— BEGIN —

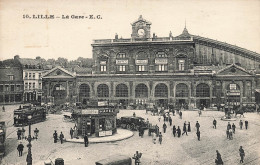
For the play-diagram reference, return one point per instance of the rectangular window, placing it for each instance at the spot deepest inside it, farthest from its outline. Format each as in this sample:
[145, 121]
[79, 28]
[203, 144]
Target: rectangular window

— END —

Write out these records again with "rectangular window" replaced by "square window" everywhere it occurs, changing nothing else. Leave the pictures out.

For the play-diagram reference, return one point per instance of the square window, placing it for each instance at the spot deepest inside it, farthest from its outline. Format each as in this sample:
[145, 121]
[79, 28]
[203, 144]
Target: square window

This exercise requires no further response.